*Görev 1*: Şu üç ifadenin panik atak metniyle uyuşup uyuşmadığını belirtin. Her biri için evet ya da hayır deyin ve metindeki belirleyici sözleri harfi harfine alıntılayın. (a) Bir kez panik atak geçirmek, panik bozukluğa sahip olmak anlamına gelir. (b) Sayılan belirtilerden dördünün bulunması çoğu zaman panik atak için yeterlidir. (c) Panik bozukluk tanısı için belirtilerin en az bir hafta sürmesi yeterlidir.
*Görev 2*: Panik atak metninde "Bu belirtilerden dört" sözlerinden "olduğu ortaya çıkar." sözlerine kadar olan kısmı harfi harfine yazın.

*Metin Parçası*:
"""

PANİK ATAK NEDİR? HER PANİK ATAK GEÇİREN PANİK BOZUKLUĞA SAHİP MİDİR?

Panik atak, herhangi bir neden olmaksızın, aniden ortaya çıkan şiddetli korku ve kaygı durumudur. Panik atak belirtileri kişiden kişiye değişebilir. Bu belirtiler;

  • Çarpıntı
  • Terleme
  • Titreme ya da sarsılma
  • Nefes darlığı
  • Soluğun kesilmesi
  • Göğüs ağrısı
  • Bulantı ya da karın ağrısı
  • Baş dönmesi ya da bayılacakmış gibi olma
  • Derealizasyon (gerçek dışılık duyguları) ya da depersonalizasyon (benliğinden ayrılmış gibi hissetme)
  • Kontrolünü kaybedeceği korkusu
  • Ölüm korkusu
  • Uyuşma ve karıncalanma duygusu
  • Üşüme, ürperme ve ateş basması

Bu belirtilerden dört tanesinin varlığı çoğu zaman panik atak için yeterlidir. Belirtiler meydana geldiğinde, kalp krizi geçirme, bayılma, ölme korkusu ile hemen acile başvururlar. Ancak yapılan tetkikler doğrultusunda, herhangi bir sağlık sorunu yok ise, psikolojik olduğu ortaya çıkar.

Her insan hayatında bir kere panik atak geçirebilir. Ancak bir kere panik atak geçirmek, panik bozukluğa sahip olmak demek değildir. Panik bozukluk tanısının konabilmesi için de bu belirtilerin panik ataktan en az bir ay ya da daha fazla devam etmesi gerekmektedir. Ayrıca, panik bozukluğu olan kişiler; kalp krizi geçirme, denetimini yitirme, çıldırma gibi korkularından dolayı günlük işlevlerini yerine getirmekte zorlanırlar, panik atağı geçirmekten kaçınmak için tasarlanmış davranışlar gösterirler.

Panik bozukluk dışında; depresyonda, travma sonrası stres bozukluğunda, madde kullanımında ya da birtakım sağlık durumlarında (örn; kalple ilgili, solunumla ilgili, mide-bağırsakla ilgili,..vb. gibi) da panik atak geçirilebilir.

"""

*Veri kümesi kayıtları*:
"""

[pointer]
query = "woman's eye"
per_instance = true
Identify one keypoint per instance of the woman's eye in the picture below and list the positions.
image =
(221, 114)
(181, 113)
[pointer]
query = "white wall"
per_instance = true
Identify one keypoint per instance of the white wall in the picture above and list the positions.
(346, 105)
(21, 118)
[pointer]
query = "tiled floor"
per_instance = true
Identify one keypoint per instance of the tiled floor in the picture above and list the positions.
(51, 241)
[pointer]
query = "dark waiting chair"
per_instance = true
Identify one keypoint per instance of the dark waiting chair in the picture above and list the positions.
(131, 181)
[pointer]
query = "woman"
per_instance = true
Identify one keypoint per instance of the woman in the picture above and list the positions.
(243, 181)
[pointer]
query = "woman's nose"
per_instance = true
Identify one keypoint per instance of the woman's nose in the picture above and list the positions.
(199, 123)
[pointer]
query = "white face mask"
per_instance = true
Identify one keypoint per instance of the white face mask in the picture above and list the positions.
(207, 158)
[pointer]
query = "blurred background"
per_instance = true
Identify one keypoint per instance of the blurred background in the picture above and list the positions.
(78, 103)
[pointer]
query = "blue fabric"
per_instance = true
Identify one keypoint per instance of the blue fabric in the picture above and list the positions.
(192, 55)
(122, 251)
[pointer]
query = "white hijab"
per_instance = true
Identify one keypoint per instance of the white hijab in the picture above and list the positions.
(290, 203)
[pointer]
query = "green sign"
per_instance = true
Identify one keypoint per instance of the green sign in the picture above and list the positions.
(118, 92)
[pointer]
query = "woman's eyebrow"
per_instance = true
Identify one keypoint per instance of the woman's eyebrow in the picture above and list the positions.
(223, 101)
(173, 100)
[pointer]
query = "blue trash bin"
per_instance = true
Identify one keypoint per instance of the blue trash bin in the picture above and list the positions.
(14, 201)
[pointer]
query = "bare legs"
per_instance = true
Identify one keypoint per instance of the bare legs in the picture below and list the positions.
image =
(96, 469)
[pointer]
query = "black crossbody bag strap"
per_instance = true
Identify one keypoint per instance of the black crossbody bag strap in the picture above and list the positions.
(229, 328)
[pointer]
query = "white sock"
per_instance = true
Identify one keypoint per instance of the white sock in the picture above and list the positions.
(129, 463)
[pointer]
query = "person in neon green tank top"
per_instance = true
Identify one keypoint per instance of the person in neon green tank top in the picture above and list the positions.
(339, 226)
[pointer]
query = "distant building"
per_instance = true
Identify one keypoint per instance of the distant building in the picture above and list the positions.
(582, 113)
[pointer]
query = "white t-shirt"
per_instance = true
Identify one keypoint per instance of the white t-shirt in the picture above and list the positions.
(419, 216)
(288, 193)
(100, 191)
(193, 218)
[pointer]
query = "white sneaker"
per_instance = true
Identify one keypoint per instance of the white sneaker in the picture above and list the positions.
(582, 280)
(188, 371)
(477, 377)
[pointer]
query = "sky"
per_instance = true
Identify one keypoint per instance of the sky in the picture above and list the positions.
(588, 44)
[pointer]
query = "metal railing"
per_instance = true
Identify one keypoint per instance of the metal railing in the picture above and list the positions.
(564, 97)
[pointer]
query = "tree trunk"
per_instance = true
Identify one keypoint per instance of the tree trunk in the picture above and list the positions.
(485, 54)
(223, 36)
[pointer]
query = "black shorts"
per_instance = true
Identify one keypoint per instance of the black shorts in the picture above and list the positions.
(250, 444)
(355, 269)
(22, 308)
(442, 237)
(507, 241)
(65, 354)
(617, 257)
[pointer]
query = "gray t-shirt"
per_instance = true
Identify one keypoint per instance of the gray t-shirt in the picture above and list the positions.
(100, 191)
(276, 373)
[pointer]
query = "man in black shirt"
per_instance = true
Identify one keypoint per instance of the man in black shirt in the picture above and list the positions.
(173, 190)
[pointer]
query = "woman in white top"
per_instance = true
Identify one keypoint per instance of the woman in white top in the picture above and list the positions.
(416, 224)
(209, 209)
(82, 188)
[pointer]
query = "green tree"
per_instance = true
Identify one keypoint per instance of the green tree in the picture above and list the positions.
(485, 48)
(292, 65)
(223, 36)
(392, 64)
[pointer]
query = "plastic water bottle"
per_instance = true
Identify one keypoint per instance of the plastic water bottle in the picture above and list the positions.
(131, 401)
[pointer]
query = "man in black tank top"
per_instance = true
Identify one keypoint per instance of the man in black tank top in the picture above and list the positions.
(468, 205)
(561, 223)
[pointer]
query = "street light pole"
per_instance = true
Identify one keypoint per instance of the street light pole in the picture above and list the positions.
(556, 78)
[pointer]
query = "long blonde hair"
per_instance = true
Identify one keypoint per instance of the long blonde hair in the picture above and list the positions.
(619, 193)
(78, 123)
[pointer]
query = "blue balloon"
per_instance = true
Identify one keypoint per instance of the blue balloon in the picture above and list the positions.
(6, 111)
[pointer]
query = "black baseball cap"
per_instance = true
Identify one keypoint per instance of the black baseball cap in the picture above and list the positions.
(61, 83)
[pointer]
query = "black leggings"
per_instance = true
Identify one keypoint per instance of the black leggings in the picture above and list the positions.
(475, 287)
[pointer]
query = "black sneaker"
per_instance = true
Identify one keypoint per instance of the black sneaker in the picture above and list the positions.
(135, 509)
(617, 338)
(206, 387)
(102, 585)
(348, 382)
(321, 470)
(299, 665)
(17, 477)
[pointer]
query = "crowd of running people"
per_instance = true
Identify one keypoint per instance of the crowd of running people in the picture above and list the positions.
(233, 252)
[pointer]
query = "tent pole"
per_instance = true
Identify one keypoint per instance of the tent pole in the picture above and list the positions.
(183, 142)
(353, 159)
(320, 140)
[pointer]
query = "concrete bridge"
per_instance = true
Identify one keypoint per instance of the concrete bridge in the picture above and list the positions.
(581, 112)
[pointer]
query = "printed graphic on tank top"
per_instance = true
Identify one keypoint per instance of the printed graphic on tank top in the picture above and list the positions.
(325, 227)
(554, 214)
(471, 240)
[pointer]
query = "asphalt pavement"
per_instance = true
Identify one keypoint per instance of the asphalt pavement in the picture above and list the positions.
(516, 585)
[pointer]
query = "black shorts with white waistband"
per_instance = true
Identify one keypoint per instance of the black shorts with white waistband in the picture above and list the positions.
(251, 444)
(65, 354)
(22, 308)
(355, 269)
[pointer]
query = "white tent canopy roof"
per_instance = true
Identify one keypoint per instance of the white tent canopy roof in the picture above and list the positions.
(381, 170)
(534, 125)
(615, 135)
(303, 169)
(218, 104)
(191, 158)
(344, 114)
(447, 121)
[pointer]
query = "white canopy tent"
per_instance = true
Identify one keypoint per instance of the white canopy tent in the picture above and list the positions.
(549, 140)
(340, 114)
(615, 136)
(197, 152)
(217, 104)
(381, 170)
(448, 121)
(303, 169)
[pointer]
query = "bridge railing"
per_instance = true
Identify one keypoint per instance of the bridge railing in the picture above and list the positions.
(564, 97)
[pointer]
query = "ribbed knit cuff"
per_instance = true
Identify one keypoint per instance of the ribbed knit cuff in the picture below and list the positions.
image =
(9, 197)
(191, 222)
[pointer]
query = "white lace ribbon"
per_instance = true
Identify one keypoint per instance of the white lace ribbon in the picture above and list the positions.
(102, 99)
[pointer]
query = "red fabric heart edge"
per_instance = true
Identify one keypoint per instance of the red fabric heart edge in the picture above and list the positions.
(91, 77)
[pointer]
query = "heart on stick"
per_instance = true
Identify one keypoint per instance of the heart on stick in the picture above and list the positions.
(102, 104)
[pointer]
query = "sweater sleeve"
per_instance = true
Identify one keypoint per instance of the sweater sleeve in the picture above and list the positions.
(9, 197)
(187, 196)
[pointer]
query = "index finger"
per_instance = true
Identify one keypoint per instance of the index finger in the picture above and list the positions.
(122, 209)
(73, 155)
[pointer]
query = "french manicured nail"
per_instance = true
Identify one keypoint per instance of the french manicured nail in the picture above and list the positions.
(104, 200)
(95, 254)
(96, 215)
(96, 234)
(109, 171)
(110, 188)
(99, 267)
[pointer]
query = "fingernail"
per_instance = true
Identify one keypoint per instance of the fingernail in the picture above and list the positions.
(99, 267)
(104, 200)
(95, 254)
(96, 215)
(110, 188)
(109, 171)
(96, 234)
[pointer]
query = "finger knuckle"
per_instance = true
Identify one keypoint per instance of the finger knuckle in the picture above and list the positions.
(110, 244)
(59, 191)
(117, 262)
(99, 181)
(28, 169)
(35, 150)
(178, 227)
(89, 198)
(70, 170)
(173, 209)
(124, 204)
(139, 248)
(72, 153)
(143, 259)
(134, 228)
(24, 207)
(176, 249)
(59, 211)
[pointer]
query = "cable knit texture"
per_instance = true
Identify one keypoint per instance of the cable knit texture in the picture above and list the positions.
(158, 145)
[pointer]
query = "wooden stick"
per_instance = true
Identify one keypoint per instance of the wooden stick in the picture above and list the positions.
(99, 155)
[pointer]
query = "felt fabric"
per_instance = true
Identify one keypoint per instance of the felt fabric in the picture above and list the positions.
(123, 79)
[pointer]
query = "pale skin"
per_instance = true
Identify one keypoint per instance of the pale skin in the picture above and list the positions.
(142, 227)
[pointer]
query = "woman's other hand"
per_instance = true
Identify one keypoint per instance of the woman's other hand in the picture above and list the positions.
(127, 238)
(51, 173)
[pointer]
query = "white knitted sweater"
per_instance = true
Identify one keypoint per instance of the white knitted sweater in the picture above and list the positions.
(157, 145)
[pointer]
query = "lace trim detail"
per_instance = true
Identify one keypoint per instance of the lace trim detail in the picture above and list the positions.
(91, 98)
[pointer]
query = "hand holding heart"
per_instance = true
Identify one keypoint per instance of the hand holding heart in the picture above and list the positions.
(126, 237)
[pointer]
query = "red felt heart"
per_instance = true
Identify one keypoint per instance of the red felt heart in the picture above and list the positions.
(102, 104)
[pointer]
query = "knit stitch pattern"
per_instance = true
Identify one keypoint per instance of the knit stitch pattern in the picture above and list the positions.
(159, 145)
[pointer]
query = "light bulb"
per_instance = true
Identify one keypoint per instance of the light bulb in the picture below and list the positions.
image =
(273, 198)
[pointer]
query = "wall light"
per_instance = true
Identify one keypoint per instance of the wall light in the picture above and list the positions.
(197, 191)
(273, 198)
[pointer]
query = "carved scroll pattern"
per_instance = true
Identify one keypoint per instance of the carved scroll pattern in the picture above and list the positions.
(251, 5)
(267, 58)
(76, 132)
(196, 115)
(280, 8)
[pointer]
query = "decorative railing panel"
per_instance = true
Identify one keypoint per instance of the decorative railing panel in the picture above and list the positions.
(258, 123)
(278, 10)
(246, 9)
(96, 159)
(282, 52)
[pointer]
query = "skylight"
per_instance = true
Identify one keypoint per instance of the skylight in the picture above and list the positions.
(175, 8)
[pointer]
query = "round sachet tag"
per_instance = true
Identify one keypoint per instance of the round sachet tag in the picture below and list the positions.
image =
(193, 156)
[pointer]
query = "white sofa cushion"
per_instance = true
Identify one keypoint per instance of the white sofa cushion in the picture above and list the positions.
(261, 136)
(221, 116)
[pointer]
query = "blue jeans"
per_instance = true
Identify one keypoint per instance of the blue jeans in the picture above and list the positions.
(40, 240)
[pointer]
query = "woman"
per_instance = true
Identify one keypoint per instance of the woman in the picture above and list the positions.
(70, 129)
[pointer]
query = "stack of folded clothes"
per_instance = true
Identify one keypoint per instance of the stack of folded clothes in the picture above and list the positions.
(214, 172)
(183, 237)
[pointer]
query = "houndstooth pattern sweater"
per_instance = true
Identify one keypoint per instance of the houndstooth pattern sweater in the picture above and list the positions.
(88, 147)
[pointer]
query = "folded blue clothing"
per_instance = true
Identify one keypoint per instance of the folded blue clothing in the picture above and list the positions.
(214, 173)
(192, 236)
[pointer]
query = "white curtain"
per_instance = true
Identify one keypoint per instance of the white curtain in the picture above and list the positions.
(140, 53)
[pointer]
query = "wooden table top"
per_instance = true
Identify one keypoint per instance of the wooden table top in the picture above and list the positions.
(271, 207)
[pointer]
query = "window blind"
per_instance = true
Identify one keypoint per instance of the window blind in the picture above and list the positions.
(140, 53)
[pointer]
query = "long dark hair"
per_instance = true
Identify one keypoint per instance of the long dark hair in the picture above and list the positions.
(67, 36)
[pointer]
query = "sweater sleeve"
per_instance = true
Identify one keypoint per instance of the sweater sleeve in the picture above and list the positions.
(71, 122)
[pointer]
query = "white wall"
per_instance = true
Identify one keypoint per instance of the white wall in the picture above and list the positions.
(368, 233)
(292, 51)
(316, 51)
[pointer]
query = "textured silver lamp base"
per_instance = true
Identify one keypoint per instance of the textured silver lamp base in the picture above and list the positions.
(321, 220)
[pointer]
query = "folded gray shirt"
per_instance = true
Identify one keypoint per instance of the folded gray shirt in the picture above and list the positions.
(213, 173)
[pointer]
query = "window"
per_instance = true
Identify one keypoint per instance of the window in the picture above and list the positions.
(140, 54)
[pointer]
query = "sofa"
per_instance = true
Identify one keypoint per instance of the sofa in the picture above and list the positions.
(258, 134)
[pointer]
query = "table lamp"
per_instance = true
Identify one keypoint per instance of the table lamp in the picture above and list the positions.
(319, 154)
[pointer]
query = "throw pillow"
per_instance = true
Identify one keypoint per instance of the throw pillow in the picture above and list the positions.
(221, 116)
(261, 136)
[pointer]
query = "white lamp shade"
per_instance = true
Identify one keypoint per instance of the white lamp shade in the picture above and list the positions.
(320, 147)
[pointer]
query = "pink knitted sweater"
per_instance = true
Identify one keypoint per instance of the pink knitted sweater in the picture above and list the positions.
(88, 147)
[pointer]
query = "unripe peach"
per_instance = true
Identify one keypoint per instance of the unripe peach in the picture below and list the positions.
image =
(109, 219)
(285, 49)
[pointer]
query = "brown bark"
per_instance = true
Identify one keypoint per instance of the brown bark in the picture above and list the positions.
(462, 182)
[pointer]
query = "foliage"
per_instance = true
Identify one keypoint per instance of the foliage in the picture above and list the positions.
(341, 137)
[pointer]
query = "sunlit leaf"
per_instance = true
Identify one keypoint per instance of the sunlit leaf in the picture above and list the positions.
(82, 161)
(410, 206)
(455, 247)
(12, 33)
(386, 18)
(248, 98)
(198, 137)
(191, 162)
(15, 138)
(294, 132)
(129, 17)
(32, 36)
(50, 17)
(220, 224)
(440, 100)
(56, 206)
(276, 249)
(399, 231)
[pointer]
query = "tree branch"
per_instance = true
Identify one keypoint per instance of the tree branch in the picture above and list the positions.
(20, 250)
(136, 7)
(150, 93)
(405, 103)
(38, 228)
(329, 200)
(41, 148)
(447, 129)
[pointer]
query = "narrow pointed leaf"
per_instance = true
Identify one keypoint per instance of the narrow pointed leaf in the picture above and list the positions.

"""

*Cevap 1*:
(a) Hayır: "Ancak bir kere panik atak geçirmek, panik bozukluğa sahip olmak demek değildir."
(b) Evet: "Bu belirtilerden dört tanesinin varlığı çoğu zaman panik atak için yeterlidir."
(c) Hayır: "bu belirtilerin panik ataktan en az bir ay ya da daha fazla devam etmesi gerekmektedir"

*Cevap 2*:
Bu belirtilerden dört tanesinin varlığı çoğu zaman panik atak için yeterlidir. Belirtiler meydana geldiğinde, kalp krizi geçirme, bayılma, ölme korkusu ile hemen acile başvururlar. Ancak yapılan tetkikler doğrultusunda, herhangi bir sağlık sorunu yok ise, psikolojik olduğu ortaya çıkar.